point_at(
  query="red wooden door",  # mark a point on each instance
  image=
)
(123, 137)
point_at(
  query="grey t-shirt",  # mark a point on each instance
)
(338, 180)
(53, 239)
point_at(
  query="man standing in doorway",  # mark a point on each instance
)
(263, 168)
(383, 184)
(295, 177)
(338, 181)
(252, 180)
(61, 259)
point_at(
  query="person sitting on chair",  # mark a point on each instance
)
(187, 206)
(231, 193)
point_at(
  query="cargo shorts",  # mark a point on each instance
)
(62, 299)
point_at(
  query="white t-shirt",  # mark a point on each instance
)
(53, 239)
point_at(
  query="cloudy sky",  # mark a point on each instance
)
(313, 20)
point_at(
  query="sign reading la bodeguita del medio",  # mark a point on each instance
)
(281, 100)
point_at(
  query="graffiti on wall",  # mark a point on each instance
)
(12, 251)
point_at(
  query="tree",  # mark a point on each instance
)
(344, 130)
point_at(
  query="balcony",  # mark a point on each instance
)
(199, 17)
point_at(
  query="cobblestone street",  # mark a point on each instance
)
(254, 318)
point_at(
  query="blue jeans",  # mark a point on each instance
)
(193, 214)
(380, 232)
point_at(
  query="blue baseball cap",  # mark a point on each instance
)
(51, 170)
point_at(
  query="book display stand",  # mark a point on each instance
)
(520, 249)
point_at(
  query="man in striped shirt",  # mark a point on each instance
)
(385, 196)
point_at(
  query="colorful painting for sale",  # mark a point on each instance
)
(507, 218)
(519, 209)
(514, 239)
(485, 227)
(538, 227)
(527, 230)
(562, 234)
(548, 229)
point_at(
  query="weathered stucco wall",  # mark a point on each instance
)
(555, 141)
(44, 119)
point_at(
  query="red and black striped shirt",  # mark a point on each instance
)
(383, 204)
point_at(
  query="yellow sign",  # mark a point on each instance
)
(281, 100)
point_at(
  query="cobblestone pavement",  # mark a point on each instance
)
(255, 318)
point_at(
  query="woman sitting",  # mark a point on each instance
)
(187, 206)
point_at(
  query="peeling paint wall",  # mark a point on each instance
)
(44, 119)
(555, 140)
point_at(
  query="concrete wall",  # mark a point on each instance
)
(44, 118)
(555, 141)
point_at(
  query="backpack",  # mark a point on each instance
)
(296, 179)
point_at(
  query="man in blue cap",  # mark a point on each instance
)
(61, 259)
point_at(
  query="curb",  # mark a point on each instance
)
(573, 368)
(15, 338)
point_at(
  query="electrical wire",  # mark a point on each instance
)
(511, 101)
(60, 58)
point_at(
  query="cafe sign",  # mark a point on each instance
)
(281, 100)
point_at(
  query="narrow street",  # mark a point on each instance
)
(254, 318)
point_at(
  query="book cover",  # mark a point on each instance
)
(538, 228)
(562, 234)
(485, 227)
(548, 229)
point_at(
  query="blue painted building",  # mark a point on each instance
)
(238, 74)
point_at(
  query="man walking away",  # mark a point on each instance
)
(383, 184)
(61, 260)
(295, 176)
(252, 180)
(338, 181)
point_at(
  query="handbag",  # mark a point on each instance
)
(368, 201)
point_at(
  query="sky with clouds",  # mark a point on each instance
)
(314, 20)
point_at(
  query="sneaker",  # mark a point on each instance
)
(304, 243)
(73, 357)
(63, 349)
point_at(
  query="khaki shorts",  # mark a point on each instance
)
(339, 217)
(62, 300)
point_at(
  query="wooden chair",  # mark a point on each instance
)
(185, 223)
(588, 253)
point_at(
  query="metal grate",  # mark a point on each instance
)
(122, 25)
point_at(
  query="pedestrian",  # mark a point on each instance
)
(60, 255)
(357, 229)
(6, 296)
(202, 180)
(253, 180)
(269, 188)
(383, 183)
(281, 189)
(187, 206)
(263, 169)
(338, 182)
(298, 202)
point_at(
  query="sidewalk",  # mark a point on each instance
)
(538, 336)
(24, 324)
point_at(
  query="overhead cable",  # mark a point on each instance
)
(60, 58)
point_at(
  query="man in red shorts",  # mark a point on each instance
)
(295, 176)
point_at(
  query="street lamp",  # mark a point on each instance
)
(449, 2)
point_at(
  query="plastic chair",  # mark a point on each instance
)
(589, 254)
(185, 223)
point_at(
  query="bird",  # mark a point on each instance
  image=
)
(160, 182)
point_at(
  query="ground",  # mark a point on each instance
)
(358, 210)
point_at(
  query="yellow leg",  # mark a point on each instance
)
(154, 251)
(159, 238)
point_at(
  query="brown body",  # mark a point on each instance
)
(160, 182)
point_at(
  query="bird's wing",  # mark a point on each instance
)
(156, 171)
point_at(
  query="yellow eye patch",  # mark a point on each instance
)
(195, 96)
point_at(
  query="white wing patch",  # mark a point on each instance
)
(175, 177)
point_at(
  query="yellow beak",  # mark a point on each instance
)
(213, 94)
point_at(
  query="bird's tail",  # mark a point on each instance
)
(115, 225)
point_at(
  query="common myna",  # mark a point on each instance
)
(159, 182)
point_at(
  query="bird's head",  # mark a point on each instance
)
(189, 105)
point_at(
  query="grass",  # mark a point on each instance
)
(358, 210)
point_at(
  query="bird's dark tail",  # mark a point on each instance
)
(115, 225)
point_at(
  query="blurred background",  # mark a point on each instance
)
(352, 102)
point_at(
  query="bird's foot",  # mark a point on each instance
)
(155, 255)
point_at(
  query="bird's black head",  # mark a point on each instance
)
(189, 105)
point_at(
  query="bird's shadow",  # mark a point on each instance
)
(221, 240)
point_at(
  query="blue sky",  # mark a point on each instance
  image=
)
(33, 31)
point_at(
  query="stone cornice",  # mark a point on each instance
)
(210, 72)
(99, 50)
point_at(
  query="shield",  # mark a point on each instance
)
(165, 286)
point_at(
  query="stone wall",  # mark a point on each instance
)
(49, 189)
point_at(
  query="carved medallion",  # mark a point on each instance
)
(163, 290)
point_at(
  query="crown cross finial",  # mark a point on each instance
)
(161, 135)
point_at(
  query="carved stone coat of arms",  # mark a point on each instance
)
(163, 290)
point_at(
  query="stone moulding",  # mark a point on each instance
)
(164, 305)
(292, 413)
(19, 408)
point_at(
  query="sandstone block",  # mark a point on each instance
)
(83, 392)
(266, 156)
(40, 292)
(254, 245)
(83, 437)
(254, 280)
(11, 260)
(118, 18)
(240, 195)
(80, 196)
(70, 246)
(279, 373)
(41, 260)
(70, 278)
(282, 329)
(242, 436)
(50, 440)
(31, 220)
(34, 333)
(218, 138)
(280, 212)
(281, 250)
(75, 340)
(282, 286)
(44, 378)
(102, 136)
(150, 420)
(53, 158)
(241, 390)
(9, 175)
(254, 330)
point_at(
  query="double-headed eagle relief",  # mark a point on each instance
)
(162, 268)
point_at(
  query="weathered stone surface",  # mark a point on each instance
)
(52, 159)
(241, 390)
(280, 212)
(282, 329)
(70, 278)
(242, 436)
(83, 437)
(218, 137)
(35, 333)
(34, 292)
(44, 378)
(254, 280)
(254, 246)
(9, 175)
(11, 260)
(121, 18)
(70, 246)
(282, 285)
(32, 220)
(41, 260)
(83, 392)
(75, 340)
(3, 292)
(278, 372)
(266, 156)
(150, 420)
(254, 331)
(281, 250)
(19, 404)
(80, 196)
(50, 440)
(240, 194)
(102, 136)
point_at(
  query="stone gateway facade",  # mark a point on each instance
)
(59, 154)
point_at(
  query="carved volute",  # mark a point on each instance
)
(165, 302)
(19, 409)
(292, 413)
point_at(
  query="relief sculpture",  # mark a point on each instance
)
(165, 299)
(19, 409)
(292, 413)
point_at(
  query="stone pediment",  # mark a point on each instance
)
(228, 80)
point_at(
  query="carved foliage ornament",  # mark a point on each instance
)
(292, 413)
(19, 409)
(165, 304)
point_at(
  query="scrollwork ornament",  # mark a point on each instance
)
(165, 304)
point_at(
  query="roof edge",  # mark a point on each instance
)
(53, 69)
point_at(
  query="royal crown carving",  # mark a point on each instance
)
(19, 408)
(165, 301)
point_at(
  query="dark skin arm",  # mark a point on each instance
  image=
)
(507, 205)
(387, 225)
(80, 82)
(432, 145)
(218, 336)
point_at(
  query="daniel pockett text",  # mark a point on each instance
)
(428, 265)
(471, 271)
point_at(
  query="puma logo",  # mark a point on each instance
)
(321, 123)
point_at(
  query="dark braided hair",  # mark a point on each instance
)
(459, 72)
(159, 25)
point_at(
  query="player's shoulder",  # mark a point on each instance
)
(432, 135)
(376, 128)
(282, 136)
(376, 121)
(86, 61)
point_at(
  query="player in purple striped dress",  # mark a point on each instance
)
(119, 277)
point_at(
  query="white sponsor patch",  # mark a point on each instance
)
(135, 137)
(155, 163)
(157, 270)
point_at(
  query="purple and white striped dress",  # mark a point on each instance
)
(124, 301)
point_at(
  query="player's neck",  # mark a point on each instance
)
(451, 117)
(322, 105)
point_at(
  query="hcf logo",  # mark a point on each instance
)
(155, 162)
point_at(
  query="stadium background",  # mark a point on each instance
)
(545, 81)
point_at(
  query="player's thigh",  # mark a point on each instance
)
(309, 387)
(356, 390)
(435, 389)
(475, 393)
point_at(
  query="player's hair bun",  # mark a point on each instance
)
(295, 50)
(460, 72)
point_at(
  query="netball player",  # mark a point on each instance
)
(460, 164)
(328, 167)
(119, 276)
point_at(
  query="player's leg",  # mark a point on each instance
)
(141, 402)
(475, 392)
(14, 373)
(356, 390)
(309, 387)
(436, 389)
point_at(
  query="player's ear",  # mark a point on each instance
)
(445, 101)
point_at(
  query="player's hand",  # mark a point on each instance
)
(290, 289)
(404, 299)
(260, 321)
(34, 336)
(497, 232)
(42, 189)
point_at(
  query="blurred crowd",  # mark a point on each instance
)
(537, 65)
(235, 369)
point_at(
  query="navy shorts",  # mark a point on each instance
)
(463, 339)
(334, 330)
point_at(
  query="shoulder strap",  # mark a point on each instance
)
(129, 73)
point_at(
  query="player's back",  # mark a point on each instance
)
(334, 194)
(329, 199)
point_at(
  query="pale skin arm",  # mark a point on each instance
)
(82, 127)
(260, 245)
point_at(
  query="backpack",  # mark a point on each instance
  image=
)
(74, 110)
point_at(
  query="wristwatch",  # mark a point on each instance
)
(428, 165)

────

- _Exercise directions_
Pull out each line of the listing above that contains the string "yellow". Case counts.

- _The solution_
  query="yellow sign",  # mark a point on each instance
  query="yellow leg",  # mark a point on each instance
  query="yellow eye patch",  # mark a point on each instance
  query="yellow beak",  # mark a point on each instance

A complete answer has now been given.